## begin Records supplied

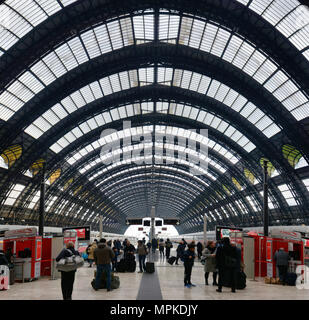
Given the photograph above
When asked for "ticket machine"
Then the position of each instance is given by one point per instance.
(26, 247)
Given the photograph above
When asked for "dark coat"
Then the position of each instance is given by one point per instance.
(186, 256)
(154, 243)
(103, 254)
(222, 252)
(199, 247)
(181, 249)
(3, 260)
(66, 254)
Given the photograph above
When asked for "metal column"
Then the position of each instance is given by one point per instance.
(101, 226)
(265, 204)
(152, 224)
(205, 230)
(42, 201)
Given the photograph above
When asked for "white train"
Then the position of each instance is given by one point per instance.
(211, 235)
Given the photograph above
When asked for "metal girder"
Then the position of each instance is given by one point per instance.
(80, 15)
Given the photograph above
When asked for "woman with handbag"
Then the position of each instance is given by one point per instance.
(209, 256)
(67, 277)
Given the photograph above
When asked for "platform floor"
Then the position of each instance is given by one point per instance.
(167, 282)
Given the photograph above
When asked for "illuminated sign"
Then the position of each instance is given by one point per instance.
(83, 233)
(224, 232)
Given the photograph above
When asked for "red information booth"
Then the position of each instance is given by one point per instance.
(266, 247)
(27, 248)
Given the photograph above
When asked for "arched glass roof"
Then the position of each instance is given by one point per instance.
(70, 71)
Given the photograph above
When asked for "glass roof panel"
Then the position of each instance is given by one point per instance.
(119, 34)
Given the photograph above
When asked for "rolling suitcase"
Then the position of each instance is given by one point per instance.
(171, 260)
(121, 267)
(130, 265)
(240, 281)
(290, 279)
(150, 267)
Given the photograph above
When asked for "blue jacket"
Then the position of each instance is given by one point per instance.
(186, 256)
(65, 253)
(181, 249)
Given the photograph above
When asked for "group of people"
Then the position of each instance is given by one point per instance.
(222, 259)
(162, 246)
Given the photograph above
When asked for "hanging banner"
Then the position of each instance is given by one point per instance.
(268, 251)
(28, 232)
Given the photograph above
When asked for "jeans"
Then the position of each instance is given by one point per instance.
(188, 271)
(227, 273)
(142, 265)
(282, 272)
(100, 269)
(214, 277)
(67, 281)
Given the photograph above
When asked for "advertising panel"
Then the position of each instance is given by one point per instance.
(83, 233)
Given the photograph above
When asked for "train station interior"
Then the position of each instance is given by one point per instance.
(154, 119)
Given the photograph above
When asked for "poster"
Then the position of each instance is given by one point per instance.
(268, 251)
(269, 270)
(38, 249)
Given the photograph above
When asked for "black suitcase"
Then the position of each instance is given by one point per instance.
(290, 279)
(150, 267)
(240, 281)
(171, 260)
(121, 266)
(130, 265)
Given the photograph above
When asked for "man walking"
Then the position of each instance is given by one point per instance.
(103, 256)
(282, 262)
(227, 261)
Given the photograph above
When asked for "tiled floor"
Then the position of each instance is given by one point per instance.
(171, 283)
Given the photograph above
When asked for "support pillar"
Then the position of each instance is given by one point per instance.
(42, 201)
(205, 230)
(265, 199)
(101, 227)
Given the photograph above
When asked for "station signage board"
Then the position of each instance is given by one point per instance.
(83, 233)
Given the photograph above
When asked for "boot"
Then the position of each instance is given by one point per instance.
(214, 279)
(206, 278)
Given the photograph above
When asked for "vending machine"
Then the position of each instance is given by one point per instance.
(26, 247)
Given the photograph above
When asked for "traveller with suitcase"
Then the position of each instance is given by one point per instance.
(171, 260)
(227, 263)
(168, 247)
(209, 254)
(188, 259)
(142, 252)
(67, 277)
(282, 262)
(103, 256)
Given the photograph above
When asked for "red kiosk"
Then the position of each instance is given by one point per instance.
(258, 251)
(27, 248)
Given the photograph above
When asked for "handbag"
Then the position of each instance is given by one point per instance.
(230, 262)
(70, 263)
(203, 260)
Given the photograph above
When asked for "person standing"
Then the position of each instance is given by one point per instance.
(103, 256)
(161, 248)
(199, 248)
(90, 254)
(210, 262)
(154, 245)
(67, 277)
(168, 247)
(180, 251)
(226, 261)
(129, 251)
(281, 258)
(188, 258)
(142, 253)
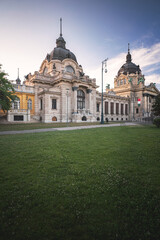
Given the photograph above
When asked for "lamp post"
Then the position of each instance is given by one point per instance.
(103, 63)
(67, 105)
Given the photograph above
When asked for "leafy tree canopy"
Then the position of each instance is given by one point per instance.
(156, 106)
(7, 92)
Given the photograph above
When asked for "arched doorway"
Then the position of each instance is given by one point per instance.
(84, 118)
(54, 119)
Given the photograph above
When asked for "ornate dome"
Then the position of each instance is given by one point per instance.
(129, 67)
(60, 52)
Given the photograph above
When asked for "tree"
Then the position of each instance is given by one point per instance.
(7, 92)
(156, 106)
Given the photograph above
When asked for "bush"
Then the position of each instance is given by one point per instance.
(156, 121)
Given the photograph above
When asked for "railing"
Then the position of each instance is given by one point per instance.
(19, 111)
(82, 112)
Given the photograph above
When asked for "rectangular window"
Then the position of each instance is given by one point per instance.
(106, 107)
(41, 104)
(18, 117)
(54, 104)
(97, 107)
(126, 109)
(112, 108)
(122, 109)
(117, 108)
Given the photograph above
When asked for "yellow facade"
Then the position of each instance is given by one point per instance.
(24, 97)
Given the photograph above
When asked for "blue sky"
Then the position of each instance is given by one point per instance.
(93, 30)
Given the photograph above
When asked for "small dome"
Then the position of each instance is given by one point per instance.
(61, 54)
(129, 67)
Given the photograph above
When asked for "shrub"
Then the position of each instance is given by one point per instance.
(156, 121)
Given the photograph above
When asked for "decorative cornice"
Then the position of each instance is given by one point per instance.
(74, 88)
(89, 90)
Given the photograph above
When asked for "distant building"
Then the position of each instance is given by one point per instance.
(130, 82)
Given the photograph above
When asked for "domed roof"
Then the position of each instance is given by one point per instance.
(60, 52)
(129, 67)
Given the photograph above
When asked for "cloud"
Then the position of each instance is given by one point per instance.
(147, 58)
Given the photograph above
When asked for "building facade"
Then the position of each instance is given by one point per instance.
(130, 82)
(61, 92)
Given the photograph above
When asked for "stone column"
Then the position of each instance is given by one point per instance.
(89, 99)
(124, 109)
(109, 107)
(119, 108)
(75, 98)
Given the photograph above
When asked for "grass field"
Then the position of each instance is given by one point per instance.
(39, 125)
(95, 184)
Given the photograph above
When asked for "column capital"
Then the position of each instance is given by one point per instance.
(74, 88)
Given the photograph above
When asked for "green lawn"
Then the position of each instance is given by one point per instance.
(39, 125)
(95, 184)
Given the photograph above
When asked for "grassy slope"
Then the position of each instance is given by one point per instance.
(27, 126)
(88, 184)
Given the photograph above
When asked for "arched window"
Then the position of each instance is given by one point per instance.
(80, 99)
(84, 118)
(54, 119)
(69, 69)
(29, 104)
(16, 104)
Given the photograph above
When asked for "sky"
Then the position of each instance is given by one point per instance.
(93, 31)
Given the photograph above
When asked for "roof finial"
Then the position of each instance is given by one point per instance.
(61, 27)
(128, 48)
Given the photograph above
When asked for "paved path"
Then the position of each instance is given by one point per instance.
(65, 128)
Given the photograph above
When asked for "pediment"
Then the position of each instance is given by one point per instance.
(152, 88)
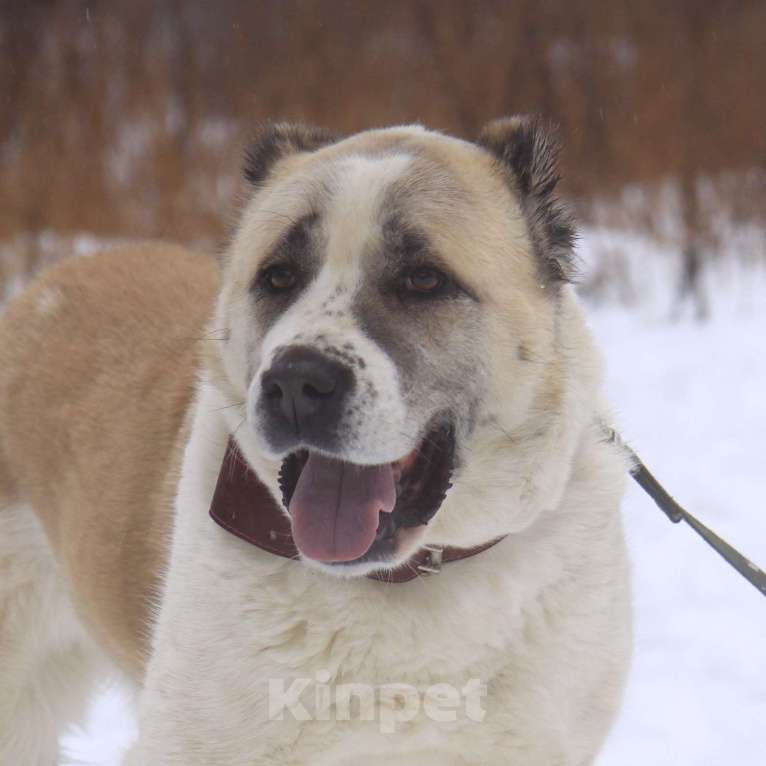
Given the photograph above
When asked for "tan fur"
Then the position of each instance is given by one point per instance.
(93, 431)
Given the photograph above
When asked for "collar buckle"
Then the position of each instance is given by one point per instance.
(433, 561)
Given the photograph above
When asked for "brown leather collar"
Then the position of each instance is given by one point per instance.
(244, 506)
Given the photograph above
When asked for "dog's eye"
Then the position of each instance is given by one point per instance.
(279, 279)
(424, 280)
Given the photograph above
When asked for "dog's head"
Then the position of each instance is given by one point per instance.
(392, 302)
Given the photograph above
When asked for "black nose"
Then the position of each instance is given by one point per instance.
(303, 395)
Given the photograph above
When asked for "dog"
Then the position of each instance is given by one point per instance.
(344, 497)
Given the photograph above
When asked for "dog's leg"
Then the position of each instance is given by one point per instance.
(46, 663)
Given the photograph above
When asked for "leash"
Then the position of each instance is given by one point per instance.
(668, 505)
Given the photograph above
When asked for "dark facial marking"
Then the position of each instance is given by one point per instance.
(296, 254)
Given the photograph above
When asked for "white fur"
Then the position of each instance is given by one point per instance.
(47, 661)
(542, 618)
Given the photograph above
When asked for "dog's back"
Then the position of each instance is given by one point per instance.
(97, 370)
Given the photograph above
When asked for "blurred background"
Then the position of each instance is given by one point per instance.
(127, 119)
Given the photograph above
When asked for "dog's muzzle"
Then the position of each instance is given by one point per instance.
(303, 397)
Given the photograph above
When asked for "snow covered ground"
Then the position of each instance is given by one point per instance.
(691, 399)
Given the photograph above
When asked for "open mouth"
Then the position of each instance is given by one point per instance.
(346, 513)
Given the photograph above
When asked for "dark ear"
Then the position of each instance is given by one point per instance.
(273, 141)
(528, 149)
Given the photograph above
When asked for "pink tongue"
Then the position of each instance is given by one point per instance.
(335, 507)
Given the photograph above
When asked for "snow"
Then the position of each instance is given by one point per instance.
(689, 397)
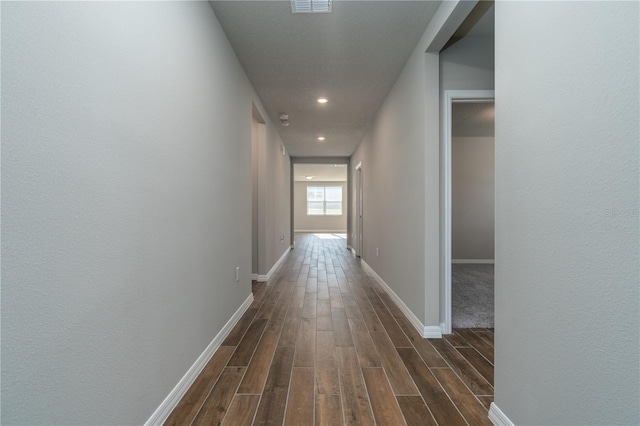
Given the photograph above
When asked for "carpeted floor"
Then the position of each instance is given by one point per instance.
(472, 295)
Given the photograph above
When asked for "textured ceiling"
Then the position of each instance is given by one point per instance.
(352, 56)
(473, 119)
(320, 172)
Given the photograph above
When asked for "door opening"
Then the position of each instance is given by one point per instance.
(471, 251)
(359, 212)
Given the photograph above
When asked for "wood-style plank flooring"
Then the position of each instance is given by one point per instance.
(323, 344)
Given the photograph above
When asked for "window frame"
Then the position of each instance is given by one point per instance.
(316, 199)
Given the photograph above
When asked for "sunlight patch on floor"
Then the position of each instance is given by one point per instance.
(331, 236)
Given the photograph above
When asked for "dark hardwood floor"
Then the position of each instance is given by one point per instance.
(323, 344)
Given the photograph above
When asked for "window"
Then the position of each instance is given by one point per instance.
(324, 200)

## end Records supplied
## begin Records supplied

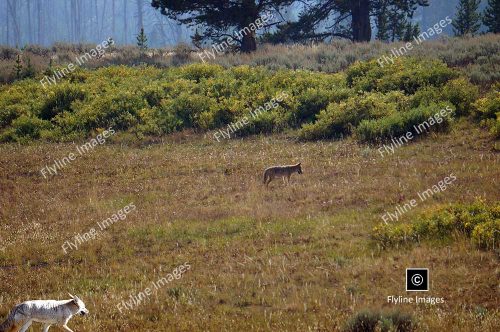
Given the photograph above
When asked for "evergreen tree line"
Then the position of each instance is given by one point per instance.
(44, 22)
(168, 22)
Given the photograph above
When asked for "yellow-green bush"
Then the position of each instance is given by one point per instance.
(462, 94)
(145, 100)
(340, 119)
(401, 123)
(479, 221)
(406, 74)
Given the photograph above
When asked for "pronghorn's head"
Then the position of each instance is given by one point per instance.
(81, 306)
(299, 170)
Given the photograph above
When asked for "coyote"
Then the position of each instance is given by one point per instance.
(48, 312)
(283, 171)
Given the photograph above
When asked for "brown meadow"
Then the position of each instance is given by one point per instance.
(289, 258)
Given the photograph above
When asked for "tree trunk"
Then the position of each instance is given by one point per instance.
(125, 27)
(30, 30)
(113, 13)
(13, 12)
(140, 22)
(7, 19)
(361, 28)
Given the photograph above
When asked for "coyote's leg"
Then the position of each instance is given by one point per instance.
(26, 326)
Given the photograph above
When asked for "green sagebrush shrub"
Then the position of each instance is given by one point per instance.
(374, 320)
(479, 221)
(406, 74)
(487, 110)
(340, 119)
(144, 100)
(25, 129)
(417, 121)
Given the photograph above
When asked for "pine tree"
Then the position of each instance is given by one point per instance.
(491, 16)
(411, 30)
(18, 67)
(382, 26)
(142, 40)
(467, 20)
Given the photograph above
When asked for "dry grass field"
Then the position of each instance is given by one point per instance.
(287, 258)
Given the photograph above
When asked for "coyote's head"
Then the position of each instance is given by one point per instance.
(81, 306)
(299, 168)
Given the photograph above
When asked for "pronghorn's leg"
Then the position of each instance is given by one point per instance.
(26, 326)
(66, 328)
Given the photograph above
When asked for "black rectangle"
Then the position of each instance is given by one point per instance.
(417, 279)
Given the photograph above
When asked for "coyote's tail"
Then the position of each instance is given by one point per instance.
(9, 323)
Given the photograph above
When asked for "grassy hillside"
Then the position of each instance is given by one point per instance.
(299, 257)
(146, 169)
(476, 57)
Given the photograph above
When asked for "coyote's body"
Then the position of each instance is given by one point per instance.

## end Records supplied

Task directions: Please identify every line in the records above that contains the word "roof", and copy each of those lines in full.

Response:
When asked for "arched glass roof"
When asked for "glass roof panel"
When asked for "domed roof"
When asked for "roof finial"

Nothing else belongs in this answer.